Exercise inputs:
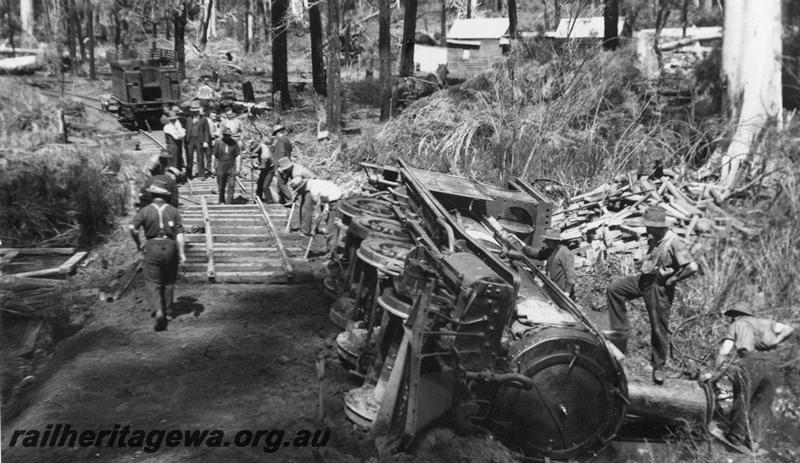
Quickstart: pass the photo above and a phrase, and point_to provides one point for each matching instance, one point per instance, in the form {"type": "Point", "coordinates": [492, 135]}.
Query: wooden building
{"type": "Point", "coordinates": [474, 44]}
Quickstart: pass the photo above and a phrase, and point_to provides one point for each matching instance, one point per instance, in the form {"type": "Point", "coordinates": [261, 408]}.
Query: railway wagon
{"type": "Point", "coordinates": [142, 81]}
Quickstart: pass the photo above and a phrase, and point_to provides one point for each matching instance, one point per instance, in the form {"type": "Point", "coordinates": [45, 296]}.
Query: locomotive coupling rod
{"type": "Point", "coordinates": [504, 379]}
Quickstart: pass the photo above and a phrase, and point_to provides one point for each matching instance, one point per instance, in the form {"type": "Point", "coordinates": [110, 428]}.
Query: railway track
{"type": "Point", "coordinates": [226, 243]}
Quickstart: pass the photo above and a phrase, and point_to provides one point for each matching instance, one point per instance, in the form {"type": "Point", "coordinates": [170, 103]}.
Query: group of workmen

About this exercise:
Leave the images out as you retype each line of the material exactly.

The completed task:
Quickstart: pass the photo above and a phrase, and point_to provides one point for each matching instance, one point per instance, in the form {"type": "Point", "coordinates": [492, 135]}.
Query: wooden building
{"type": "Point", "coordinates": [474, 44]}
Quickstart: pass the photo above and a phrase, and point_to provides one point for each matching instance, one point per instance, in the form {"type": "Point", "coordinates": [261, 408]}.
Query: railway wagon
{"type": "Point", "coordinates": [142, 81]}
Quickstart: pass the photo above and a phrase, and point_to provides one point for each matching instance, one point per instance, in the form {"type": "Point", "coordinates": [45, 296]}.
Query: locomotive coupling rod
{"type": "Point", "coordinates": [504, 379]}
Quickstart: pass the photo above and a phrase, and point_to provides one point for each matching instance, one point per instance, in the form {"type": "Point", "coordinates": [110, 428]}.
Query: railway track
{"type": "Point", "coordinates": [226, 243]}
Quickstart: pass the photo above and a phrase, and point_to provides one point for each matching instance, one point per instance, in the form {"type": "Point", "coordinates": [170, 103]}.
Query: group of workmen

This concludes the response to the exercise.